Task = Repeat the following records line for line, with no changes.

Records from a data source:

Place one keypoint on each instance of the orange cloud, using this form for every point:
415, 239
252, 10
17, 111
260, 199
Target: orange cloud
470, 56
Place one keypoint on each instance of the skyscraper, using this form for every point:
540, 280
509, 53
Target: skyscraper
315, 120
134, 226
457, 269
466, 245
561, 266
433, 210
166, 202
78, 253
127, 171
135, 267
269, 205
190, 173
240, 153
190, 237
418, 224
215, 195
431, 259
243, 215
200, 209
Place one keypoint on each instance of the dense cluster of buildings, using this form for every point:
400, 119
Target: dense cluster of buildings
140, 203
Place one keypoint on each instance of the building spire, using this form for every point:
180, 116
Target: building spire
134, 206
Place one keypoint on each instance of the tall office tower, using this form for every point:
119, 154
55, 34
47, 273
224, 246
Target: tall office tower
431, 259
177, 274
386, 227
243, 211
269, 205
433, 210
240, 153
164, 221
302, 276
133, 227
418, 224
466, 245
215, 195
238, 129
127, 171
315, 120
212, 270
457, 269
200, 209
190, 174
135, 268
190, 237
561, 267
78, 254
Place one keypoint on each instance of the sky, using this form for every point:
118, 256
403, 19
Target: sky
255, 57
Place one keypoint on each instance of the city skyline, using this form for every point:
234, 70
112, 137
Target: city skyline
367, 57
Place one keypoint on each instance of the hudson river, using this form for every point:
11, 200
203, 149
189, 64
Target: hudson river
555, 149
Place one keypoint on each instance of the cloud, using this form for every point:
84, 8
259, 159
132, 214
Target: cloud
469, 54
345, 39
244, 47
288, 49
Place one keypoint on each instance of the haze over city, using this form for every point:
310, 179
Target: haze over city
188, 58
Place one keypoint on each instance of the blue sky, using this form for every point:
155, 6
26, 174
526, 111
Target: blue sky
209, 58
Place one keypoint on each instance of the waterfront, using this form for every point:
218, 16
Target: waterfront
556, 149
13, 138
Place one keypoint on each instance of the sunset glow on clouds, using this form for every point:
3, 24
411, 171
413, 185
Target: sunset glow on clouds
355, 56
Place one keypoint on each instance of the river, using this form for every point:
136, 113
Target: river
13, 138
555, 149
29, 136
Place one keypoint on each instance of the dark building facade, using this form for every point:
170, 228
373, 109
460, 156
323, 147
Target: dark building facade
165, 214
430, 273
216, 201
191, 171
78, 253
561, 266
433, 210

Solution for this task =
Place one keypoint on each instance of the orange cloud, using this form for every point:
415, 239
252, 10
17, 111
260, 199
Target: orange cloud
470, 56
Place one keypoint on each instance of the skyscraper, using this form for every point:
540, 280
509, 53
Target: skyscraper
315, 120
134, 226
457, 269
466, 245
561, 266
433, 210
166, 202
78, 253
127, 171
135, 267
269, 205
190, 173
240, 153
190, 237
418, 224
215, 195
431, 259
243, 215
200, 209
Place one keypoint on each instance of the dense cluster of buildings, using this form for every point:
400, 119
Target: dense cluster of buildings
140, 203
Place one keypoint on each instance of the building spire, using this form for every point:
180, 116
Target: building spire
134, 206
Place one keypoint on each instance of the tall office tower, using this form for every point:
119, 154
55, 34
47, 273
224, 246
Target: tall office tower
431, 259
177, 274
386, 227
243, 211
269, 205
433, 210
240, 153
164, 221
302, 276
133, 227
418, 224
466, 245
215, 195
238, 129
127, 171
315, 120
212, 270
457, 269
200, 209
190, 174
135, 268
190, 237
561, 267
78, 254
Place one keypoint on each instance of the sky, using this form for every point:
118, 256
403, 19
Target: sky
255, 57
Place one keypoint on each instance of the city skyline, using this form for every point:
234, 70
112, 137
Target: city skyline
367, 57
Place one keypoint on each instance of the hudson river, using this form for every point:
11, 200
203, 149
189, 64
Target: hudson river
555, 149
Place one keypoint on each instance of the cloud, using this form for every point:
84, 8
259, 159
132, 214
Target: cloud
469, 54
345, 39
244, 47
288, 49
Place one keypoint on each instance of the haze over city, using this form for every point:
310, 179
Target: haze over city
188, 58
Place one keypoint on each instance of the blue sky, using this form for every point:
155, 6
26, 174
526, 111
Target: blue sky
209, 58
Place one keypoint on each instance of the waterfront, using this form for every point:
218, 16
Target: waterfront
556, 149
13, 138
Place one keypoint on each instance of the sunset glow on clouds, using this form for every point:
3, 24
411, 171
413, 185
Target: sunset glow on clouds
355, 56
Place one keypoint on each instance of the river, using this form for every point:
136, 113
Target: river
13, 138
555, 149
29, 136
Place one keypoint on each instance of the dark building facade, using this form for every point:
170, 228
373, 109
460, 156
323, 147
Target: dark building facade
165, 214
430, 273
216, 201
191, 171
78, 253
561, 266
433, 210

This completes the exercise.